▶ _Extract_:
++++++++++++++++++++

Wheat Allergy Test

£40.00

Description

Wheat Allergy Test

Code: f4
Latin name: Triticum aestivum
Source material: Untreated planting seeds
Family: Poaceae (Gramineae)
Common names: Wheat, Common wheat, Bread wheat
Synonyms: Triticum hybernum L., Triticum macha Dekap. & Menab., Triticum sativum Lam., Triticum sphaerococcum Percival, Triticum vulgare Vill

Wheat is a food which may result in allergy symptoms in sensitised individuals.

Wheat Allergy Test: Allergen Exposure

Wheat is one of the most important grain crops and staple foods worldwide, and is represented in the greater part of diets across the globe.

It is a robust grass, originally selectively bred by early agricultural societies, and over time has been further crossbred to produce increasingly higher yields.

Common wheat, the best known and most widely cultivated of the wheats, is cultivated for the grain and used whole or ground. it is processed into wheat berries or kernels, wheat bran, wheat flakes, flour, and wheat germ.

Wheat also is the source of alcoholic beverages such as beer, and the industrial alcohol is made into synthetic rubber and explosives.

Wheat Allergy Test: Allergen Description

A number of proteins present in wheat have been identified, and can be divided into three main groups: albumins, globulins and glutens.

Allergens which have been identified and characterised include a profilin, a lipid transfer protein, a hevein-like protein, a chitinase, a thioredoxin, an alpha-amylase inhibitor and a glutenin, among others.

++++++++++++++++++++

▶ _Data under study_:
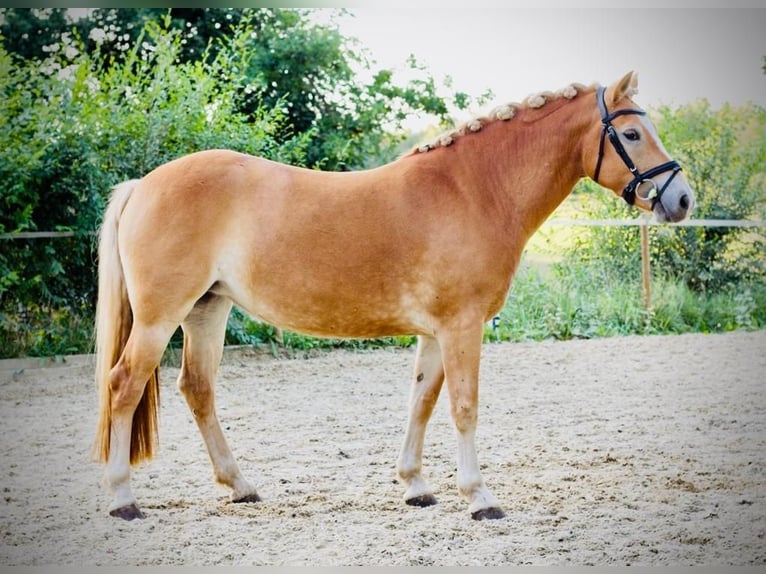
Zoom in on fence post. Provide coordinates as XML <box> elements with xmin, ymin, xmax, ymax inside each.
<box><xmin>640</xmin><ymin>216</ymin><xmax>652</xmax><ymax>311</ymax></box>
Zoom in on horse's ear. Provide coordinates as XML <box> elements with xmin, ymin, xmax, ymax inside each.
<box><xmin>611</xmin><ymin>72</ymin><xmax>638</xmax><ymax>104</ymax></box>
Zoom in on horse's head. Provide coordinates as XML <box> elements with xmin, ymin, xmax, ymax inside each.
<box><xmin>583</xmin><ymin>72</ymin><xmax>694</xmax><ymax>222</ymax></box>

++++++++++++++++++++

▶ _What you need to do_:
• 1. List the allergens that the wheat allergy test page above names as identified and characterized in wheat.
• 2. Answer these questions from the wheat allergy test page above:
(a) What code does the page give for the test?
(b) What source material does the page list?
(c) Into which three main groups can the proteins in wheat be divided?

▶ _Answers provided_:
• 1.
- A profilin
- A lipid transfer protein
- A hevein-like protein
- A chitinase
- A thioredoxin
- An alpha-amylase inhibitor
- A glutenin

• 2.
(a) f4
(b) Untreated planting seeds
(c) Albumins, globulins and glutens